— BEGIN —

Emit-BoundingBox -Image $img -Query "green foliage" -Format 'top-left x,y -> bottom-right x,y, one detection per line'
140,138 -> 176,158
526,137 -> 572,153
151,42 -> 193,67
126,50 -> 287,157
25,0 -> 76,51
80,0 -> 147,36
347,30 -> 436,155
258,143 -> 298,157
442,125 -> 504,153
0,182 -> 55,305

— END —
— BEGIN —

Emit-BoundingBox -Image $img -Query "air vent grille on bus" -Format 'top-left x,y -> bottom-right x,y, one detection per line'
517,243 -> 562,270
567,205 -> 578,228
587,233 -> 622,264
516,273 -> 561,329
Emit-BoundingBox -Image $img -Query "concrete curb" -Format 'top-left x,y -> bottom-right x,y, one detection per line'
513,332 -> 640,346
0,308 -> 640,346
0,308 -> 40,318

— END —

* Task statement *
Recast the entries in the stretch from the line containing "vent grille on" through the line containing "0,308 -> 40,318" as a two-column CSV with headers command and boxes. Give one row per entry, with its text and its answer each in a single quoted field and line breaks replaced by spaces.

* Written response *
command,boxes
"Emit-BoundingBox -Image $img -Query ""air vent grille on bus"" -Format 'top-left x,y -> bottom-right x,y, one detection per line'","517,243 -> 562,270 567,205 -> 578,228 587,233 -> 622,264 516,273 -> 561,329"
"Emit-BoundingBox -Image $img -Query ""concrete curb"" -Format 'top-left x,y -> bottom-right x,y, one detection per line'","513,332 -> 640,346 0,308 -> 640,346 0,308 -> 40,318"